● TASK OBJECTIVE: Return every line of the items below that contains the word "apartment", matching case exactly.

-=-=-=-=-

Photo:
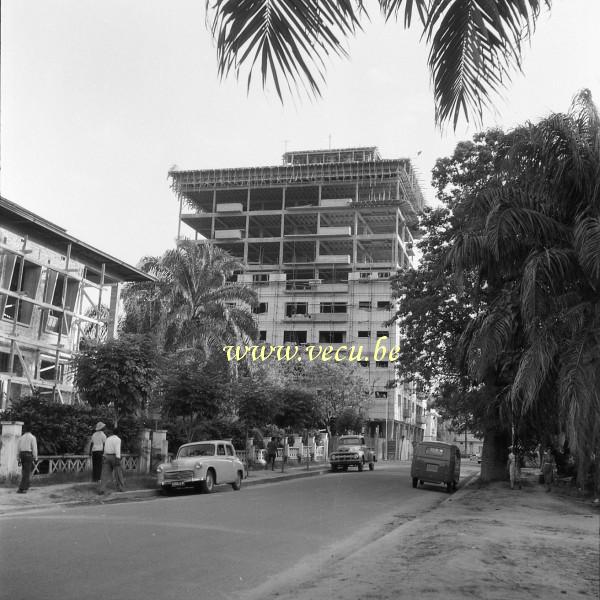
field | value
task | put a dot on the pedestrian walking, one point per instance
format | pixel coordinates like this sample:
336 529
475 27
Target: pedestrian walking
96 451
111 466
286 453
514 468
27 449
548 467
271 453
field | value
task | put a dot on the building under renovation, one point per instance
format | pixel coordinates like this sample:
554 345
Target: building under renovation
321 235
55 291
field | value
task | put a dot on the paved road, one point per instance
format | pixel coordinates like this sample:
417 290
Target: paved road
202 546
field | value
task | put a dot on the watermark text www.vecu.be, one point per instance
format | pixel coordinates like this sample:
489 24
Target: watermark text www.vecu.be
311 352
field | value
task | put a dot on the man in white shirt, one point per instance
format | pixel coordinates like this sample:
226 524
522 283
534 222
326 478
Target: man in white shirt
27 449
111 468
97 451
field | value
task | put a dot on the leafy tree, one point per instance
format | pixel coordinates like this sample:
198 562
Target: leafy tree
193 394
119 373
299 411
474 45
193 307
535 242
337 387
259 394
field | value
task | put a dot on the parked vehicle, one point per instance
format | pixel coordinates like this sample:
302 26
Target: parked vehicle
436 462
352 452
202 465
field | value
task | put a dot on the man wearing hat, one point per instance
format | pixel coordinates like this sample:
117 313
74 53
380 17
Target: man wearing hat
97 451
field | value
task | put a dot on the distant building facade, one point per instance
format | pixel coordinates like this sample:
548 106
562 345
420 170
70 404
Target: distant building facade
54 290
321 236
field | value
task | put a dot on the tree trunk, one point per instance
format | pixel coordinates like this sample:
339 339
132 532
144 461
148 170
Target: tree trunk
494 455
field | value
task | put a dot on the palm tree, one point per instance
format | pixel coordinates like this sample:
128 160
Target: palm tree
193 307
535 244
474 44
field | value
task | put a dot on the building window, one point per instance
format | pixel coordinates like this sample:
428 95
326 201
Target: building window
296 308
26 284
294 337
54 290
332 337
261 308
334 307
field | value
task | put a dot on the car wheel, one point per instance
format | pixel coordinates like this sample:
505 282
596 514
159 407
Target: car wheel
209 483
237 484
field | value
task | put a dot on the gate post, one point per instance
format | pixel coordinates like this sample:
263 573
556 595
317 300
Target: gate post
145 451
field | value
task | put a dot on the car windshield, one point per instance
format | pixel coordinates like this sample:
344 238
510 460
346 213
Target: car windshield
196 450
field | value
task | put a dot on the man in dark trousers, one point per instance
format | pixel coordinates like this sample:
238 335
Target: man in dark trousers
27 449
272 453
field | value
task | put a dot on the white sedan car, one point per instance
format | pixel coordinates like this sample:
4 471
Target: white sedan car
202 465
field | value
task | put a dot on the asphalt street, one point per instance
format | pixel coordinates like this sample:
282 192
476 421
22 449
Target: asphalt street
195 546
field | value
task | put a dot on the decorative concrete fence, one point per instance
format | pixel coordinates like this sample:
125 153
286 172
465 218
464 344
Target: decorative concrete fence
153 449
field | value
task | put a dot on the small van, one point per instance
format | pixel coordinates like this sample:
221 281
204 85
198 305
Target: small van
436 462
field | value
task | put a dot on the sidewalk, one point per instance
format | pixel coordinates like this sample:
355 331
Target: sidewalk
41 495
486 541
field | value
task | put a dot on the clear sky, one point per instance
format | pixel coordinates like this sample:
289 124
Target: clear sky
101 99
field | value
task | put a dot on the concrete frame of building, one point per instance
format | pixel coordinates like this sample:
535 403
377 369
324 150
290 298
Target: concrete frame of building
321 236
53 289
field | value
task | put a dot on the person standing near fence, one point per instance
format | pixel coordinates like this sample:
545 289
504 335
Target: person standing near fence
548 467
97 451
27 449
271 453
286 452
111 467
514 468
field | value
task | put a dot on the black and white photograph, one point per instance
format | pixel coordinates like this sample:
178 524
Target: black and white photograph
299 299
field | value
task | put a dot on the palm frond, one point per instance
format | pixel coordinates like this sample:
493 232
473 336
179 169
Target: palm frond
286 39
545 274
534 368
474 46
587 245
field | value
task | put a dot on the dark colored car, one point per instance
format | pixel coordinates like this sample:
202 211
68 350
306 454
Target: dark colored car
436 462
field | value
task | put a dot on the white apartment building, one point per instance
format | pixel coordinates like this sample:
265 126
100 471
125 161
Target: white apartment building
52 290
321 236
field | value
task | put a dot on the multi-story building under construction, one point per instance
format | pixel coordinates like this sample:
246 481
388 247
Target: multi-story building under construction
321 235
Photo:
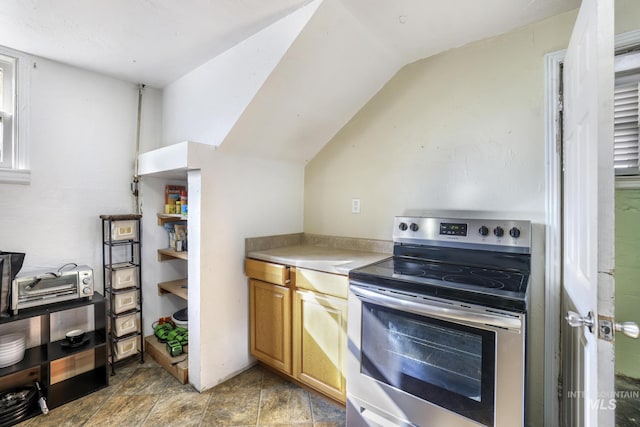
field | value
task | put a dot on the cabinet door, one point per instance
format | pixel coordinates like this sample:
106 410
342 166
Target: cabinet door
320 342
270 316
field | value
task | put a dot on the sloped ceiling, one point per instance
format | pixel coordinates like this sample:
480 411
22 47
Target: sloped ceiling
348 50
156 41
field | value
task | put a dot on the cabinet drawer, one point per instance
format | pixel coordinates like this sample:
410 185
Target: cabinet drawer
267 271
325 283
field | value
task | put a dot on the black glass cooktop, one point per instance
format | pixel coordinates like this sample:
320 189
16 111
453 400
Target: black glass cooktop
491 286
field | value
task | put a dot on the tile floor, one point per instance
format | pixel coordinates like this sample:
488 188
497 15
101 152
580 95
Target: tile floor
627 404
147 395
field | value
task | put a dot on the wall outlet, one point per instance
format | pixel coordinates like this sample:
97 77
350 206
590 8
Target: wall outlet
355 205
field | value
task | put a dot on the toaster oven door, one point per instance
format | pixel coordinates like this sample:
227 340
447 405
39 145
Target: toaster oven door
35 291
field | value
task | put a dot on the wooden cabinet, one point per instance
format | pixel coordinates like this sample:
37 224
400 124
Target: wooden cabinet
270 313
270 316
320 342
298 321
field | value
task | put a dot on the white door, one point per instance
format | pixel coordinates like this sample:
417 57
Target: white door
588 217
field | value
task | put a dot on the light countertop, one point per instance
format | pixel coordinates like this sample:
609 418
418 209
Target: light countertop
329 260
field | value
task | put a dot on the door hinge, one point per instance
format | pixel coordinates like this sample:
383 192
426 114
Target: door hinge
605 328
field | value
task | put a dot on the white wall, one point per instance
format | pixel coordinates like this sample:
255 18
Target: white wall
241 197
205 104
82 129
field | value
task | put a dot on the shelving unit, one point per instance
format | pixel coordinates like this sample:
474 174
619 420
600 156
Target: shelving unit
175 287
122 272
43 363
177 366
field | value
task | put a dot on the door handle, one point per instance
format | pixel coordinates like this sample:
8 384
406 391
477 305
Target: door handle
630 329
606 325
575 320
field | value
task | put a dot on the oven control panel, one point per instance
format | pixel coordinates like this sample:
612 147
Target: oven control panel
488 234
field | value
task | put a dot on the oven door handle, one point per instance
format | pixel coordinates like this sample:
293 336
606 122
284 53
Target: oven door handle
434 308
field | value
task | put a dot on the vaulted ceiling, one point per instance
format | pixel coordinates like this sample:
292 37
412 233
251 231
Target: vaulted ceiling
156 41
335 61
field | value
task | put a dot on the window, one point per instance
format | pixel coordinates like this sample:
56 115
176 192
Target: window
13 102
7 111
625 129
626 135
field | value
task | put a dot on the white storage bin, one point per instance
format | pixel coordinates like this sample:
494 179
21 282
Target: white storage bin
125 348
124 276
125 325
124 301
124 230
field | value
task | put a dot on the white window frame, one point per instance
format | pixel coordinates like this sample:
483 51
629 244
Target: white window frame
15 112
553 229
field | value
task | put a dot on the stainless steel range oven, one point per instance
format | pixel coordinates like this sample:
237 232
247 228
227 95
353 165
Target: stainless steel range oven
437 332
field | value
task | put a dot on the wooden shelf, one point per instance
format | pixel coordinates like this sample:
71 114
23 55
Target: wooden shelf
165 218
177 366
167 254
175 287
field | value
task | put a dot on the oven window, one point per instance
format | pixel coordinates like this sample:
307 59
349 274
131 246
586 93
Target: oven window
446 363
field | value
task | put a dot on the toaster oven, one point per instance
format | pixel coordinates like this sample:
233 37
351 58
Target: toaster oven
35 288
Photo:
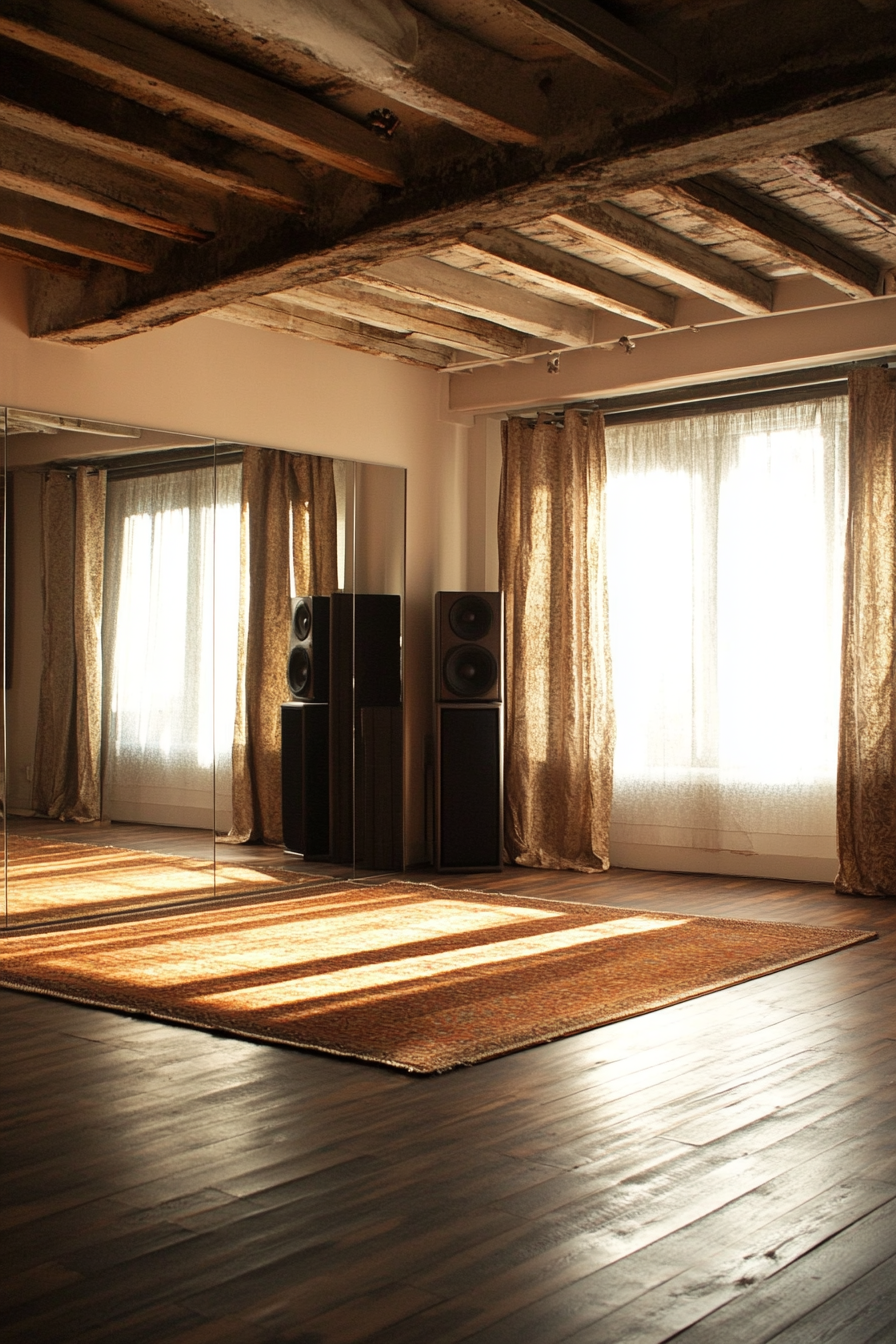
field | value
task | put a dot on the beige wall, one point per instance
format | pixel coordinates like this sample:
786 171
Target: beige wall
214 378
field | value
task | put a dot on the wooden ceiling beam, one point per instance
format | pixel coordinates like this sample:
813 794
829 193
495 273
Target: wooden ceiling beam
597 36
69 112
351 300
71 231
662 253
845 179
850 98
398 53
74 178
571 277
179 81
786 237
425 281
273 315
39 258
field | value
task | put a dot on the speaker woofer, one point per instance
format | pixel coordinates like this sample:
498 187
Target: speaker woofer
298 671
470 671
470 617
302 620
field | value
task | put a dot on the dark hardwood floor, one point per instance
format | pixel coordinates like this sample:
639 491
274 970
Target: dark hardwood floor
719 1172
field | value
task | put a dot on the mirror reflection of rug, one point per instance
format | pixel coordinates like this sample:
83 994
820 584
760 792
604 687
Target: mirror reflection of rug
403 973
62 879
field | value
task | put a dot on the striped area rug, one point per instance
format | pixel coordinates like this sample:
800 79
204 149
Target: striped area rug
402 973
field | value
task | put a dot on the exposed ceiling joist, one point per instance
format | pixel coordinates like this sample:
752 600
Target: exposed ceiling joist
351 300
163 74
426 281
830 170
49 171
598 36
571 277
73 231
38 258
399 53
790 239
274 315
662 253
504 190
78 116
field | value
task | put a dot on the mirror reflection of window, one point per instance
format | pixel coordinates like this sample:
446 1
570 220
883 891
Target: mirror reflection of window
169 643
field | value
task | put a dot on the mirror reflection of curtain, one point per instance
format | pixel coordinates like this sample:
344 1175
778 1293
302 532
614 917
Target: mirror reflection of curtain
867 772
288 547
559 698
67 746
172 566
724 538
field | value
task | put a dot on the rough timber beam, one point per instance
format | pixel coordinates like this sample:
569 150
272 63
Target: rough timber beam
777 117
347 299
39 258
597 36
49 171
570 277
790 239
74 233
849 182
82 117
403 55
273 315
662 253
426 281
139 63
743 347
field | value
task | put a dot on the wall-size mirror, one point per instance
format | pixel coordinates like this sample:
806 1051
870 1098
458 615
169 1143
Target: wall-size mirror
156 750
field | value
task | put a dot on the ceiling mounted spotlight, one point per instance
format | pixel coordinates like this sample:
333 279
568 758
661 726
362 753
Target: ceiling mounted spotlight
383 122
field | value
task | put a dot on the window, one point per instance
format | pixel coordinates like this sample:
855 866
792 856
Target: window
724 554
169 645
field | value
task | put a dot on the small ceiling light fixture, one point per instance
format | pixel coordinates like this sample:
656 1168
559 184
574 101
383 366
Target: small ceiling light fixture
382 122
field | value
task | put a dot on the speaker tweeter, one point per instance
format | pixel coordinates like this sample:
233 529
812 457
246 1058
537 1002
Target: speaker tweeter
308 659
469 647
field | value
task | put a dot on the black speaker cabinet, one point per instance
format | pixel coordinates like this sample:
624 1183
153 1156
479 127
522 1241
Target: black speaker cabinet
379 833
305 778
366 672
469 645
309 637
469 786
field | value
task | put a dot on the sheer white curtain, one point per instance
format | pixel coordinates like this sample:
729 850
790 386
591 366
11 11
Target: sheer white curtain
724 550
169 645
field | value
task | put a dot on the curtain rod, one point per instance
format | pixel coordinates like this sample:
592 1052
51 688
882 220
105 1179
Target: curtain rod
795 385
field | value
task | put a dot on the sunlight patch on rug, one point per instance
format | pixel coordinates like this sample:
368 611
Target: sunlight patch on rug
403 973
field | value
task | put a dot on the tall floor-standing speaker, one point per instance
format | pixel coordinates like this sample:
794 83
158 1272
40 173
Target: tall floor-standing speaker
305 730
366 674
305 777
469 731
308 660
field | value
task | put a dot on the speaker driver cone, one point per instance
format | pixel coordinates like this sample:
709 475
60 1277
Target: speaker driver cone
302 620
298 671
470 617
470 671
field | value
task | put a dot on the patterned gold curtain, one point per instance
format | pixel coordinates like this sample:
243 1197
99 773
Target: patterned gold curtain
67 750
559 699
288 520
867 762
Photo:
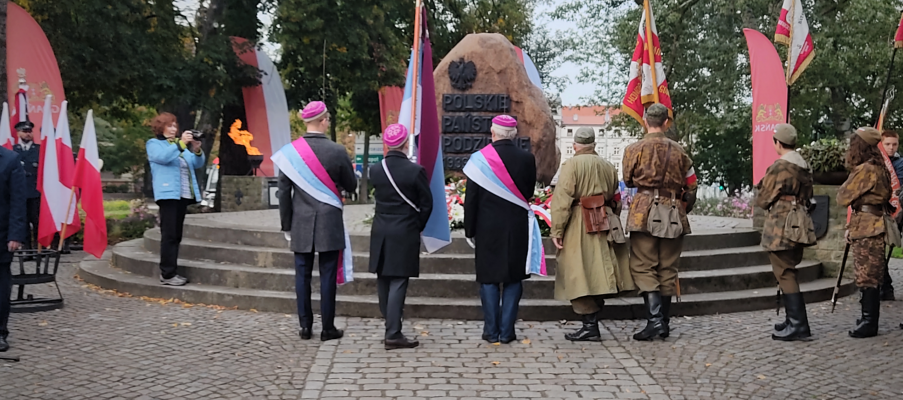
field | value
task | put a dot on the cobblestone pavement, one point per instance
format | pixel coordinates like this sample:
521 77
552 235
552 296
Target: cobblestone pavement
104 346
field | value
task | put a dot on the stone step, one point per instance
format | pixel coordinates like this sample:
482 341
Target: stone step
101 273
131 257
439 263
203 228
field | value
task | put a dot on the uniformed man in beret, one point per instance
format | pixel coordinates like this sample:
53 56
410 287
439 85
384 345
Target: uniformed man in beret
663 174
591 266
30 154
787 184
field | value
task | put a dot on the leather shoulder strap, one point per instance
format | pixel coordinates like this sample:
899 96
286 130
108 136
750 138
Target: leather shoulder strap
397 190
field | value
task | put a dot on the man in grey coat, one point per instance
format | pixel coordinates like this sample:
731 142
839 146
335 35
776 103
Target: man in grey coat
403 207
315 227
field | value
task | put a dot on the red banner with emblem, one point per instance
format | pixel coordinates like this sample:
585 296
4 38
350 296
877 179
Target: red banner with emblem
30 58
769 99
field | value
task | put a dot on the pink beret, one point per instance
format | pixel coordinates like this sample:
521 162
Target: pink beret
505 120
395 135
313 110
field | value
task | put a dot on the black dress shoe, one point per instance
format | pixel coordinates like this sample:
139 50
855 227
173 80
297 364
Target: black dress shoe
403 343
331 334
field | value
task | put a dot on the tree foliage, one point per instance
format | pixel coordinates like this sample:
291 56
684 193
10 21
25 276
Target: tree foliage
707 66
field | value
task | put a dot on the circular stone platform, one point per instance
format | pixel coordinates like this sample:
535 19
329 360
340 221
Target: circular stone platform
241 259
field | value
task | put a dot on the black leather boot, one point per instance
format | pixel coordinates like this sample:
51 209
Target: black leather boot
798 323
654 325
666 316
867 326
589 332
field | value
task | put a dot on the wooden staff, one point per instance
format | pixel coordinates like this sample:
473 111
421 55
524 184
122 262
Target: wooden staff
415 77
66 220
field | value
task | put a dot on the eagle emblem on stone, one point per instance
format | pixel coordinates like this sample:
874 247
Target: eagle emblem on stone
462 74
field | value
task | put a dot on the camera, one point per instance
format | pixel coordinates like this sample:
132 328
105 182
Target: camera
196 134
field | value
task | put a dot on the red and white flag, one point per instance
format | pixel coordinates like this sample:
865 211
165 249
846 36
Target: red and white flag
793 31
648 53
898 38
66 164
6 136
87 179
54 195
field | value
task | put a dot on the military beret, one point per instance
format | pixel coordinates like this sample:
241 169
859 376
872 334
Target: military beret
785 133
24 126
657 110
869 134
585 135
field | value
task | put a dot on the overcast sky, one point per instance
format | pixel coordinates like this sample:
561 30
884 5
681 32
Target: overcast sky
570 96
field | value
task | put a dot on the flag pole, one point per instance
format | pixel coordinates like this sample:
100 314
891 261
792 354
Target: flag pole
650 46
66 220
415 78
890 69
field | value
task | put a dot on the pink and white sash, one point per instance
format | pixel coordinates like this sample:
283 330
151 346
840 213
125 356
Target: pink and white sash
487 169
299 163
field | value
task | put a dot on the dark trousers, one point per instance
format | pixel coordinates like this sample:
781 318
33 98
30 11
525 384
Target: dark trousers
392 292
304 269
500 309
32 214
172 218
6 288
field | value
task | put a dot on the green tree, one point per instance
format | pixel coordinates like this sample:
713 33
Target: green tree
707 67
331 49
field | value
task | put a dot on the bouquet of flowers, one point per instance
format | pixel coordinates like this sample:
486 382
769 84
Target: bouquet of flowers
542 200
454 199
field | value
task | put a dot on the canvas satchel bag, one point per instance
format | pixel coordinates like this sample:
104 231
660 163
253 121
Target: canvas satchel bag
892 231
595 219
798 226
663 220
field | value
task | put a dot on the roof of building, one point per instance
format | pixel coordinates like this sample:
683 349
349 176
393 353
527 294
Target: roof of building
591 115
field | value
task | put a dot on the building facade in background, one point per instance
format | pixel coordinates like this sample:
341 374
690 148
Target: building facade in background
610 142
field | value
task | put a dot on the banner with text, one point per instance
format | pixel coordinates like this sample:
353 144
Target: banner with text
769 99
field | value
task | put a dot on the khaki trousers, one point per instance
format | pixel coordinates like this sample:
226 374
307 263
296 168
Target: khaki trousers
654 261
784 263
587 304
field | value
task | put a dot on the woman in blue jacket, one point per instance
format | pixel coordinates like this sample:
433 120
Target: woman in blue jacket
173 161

-=-=-=-=-

● WRITTEN SOLUTION:
task | put a dot on the white apartment building, one point per instance
Target: white apartment building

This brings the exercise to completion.